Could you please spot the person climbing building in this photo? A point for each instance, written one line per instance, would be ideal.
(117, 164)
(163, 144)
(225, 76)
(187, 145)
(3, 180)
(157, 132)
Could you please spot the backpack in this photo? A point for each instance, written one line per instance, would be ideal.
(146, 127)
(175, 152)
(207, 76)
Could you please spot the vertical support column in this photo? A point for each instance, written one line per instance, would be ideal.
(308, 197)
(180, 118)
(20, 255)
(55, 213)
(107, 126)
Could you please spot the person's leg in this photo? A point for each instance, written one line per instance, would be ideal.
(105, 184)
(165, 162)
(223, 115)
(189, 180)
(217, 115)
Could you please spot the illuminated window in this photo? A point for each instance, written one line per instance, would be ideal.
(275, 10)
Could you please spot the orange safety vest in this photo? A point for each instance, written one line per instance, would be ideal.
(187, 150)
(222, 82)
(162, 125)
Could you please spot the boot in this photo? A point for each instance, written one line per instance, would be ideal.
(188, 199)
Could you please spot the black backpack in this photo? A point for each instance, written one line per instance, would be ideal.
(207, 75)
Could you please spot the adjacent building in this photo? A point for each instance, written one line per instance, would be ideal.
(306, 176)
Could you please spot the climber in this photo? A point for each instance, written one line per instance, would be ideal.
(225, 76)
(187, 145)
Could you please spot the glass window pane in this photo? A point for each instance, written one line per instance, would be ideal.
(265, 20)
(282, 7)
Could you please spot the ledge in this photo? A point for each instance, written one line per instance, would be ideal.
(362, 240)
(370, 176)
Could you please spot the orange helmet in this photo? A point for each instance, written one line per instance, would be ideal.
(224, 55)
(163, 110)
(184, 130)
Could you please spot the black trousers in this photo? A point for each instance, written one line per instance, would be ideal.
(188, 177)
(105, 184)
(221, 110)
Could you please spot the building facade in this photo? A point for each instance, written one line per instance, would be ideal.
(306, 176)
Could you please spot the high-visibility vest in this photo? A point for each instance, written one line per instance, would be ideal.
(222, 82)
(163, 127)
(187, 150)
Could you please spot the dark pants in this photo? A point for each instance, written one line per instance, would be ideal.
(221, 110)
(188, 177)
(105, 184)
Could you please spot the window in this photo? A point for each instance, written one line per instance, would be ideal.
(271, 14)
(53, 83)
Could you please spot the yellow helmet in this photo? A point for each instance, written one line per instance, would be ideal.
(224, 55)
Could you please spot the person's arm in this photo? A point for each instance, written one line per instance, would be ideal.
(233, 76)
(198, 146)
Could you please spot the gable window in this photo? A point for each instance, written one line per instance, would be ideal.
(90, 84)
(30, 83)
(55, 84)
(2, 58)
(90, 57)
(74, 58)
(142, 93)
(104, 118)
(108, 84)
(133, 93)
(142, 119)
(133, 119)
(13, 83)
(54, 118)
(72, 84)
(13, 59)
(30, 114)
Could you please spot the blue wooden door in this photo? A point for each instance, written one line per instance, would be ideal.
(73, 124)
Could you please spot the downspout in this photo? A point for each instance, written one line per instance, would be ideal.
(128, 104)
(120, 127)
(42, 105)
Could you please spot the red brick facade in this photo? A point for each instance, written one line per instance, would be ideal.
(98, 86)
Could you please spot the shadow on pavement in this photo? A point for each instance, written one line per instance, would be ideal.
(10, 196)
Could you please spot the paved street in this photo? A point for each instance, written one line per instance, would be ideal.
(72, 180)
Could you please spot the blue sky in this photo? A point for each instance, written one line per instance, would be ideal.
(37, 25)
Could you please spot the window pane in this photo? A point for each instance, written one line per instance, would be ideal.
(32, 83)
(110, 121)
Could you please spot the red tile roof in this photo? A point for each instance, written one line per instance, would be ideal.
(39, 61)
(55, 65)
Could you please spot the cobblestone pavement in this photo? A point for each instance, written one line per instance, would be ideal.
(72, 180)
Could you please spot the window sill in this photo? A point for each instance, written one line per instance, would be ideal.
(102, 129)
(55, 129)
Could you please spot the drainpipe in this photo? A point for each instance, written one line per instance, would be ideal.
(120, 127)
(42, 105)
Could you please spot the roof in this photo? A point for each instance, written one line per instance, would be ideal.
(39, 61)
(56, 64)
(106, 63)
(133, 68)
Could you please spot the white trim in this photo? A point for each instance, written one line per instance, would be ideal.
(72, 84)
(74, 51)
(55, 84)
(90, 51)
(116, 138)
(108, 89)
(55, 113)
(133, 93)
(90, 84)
++++++
Output all of the material, please, exactly as it stands.

• FINISHED ANSWER
Could you please spot the person climbing building in this photo? A point for each instance, written one line per instance, would be ideal.
(117, 164)
(163, 144)
(225, 76)
(187, 145)
(3, 180)
(157, 132)
Could you please spot the backpack in this photo? A point for each instance, written one line per instance, would be ideal.
(146, 127)
(175, 152)
(207, 76)
Could you please spot the vertical support column in this photo? A point for each instance, written one line per instance, would be ideal.
(308, 197)
(180, 118)
(20, 255)
(55, 213)
(107, 126)
Could you please spot the person's leg in this photo? A point for each instance, written one line per instance, would be ideal.
(105, 184)
(165, 162)
(223, 115)
(189, 180)
(217, 115)
Could you please spot the illuminated window in this photo? A point for each instance, written one line per instance, would be ideal.
(275, 10)
Could you please spot the orange safety vest in this photo? A point for each instance, written one line per instance, would be ideal.
(187, 150)
(222, 82)
(162, 125)
Could you please spot the boot in this photo? A point for each instance, written one line per instance, would be ideal.
(188, 199)
Could you please spot the black backpack in this photo? A point for each instance, written one line per instance, would be ideal.
(207, 75)
Could you please spot the adjacent building in this photo? A point for each instance, written one line per instance, would be ideal.
(306, 176)
Could you please spot the climber in this photo? A point for each instance, written one line per instance, would be ideal.
(225, 76)
(187, 145)
Could you please spot the glass window pane in this photo? A point for each instance, written one line per instance, would be ideal.
(265, 20)
(282, 7)
Could you please spot the ledge in this photo? A point for each instance, written one line per instance, would be ideal.
(362, 240)
(370, 176)
Could you please spot the orange helmet in this photo? A point for each instance, written one line per instance, would be ideal.
(224, 55)
(163, 110)
(184, 130)
Could you please spot the black trousers in this photo? A point for each instance, written one line per instance, would be ideal.
(188, 177)
(105, 184)
(221, 110)
Could you please spot the building facade in this photo? A point for each instance, written one line per instance, would be ideal.
(306, 176)
Could you please spot the high-visibility vest in this photo? A point for each instance, written one line per instance, would be ideal.
(222, 82)
(163, 127)
(187, 150)
Could you please spot the dark pants in this photo? A point for each instance, written one line per instance, would be ideal.
(221, 110)
(188, 177)
(105, 184)
Could you please spot the window in this photo? A point for each instance, written one line per instance, would be ideal.
(271, 14)
(53, 83)
Could you please spot the yellow helmet in this photo? A point for each instance, written one line per instance, would be ideal.
(224, 55)
Could you please spot the person's arm in this photo? A point for each instance, written one line per instance, would be ideal.
(233, 76)
(198, 146)
Could you please spot the gable window in this photo? A point for each instance, written one line per instance, would be ideal.
(90, 84)
(30, 83)
(55, 84)
(2, 58)
(90, 57)
(74, 58)
(142, 93)
(104, 118)
(108, 84)
(133, 93)
(142, 119)
(133, 119)
(13, 83)
(54, 118)
(72, 84)
(13, 59)
(30, 114)
Could you please spot the blue wooden door in this photo? A point for each instance, written one line per instance, would be ideal.
(73, 124)
Could you please spot the downspout in this photo? A point for each instance, written one line per instance, would be ideal.
(128, 104)
(120, 127)
(42, 105)
Could you please spot the red brick facade in this photo? A point for each instance, written one line per instance, would be ideal.
(98, 86)
Could you please spot the shadow on pavement in this photo? A point for each instance, written one line per instance, would be ideal.
(10, 196)
Could you please spot the paved street in this photo? A point for each instance, written one line per instance, would be ideal.
(72, 180)
Could you please spot the blue sky in this photo? A point for each instance, written one line per instance, would be ideal.
(37, 25)
Could you please spot the window pane in this photo? A point for each instance, written one line per instance, would be ideal.
(32, 83)
(110, 121)
Could you please spot the red tile roof in this photo? A point for each instance, written one line per instance, would be ideal.
(39, 61)
(55, 65)
Could you please spot the cobblestone pavement in this photo? A point for each instance, written one line per instance, would be ideal.
(72, 180)
Could you please spot the window sill in this photo? A point for each instance, written one line per instance, would be ideal.
(102, 129)
(55, 129)
Could you please spot the drainpipe in this photo? A point for each instance, written one line per instance, would be ideal.
(120, 127)
(42, 105)
Could you please spot the roof in this photo? A point for each instance, written one line per instance, would be ideal.
(39, 61)
(56, 64)
(106, 63)
(133, 68)
Could you please spot the white trim in this photo? A point for each instance, written one line per instance, would be ideal.
(72, 84)
(74, 51)
(55, 84)
(90, 51)
(116, 138)
(108, 89)
(55, 113)
(133, 93)
(90, 84)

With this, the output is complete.